## TASK INSTRUCTIONS
Beginning at the line that contains "Annotate the coral", transcribe the remaining lines of the listing exactly; include the final line and omit everything before.

[start DATASET ROWS]

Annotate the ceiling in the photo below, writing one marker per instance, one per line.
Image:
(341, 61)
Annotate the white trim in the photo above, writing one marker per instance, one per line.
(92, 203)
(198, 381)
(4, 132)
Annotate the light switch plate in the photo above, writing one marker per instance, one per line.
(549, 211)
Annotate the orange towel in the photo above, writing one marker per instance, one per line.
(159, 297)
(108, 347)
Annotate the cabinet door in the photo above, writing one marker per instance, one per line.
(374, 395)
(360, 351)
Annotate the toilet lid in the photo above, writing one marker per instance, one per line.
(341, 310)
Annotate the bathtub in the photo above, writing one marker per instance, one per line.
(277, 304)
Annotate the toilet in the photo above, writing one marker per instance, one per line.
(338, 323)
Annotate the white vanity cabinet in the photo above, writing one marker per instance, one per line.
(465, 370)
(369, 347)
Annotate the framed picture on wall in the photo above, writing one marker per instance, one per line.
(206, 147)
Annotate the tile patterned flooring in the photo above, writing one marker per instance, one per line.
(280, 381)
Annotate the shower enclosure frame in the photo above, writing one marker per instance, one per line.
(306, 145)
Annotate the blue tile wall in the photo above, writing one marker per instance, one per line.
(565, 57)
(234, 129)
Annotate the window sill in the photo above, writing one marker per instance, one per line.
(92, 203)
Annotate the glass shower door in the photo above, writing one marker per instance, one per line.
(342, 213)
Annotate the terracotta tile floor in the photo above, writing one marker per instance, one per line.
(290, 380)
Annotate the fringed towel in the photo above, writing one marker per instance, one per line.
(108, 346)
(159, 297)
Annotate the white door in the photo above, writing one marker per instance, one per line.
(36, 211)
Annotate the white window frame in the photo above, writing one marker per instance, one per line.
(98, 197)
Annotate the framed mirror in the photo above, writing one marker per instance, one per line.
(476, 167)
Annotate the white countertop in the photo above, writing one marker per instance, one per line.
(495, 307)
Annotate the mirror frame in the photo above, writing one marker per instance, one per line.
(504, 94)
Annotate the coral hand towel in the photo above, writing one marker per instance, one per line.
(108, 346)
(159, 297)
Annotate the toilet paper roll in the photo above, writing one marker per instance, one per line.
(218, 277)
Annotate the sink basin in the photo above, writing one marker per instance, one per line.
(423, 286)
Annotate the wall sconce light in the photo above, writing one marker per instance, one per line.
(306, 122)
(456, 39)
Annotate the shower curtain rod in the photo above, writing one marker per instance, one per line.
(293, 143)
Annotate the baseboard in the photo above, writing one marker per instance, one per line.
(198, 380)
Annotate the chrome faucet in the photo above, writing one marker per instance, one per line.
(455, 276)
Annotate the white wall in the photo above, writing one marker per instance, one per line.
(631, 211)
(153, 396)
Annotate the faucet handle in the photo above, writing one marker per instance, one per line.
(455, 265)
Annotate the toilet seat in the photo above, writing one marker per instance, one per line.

[end DATASET ROWS]

## OUTPUT OF THE TASK
Annotate the coral hand towel in the photo above, writing one marker per instance, one per line.
(108, 346)
(159, 297)
Annotate the toilet paper roll in the photo above, writing one marker per instance, one per line.
(218, 277)
Annotate the sink basin in the photo above, writing one marker per instance, one per line.
(423, 286)
Annotate the wall sconce light in the photo above, writing one marker per instance, one per line.
(306, 122)
(456, 39)
Annotate the shower curtain rod in the photo above, writing one marker per instance, one per line.
(293, 143)
Annotate the baseboard in the photo above, writing one marker per instance, one per line.
(198, 380)
Annotate the chrome faucet in the photo above, writing one marker per instance, one per line.
(455, 276)
Annotate the white wall in the photo above, writing one marker per instance, one per line.
(631, 211)
(153, 396)
Annotate the faucet handle in the photo above, writing one marker per instance, one per line.
(455, 265)
Annotate the toilet seat in the photo above, writing one marker per instance, one per line.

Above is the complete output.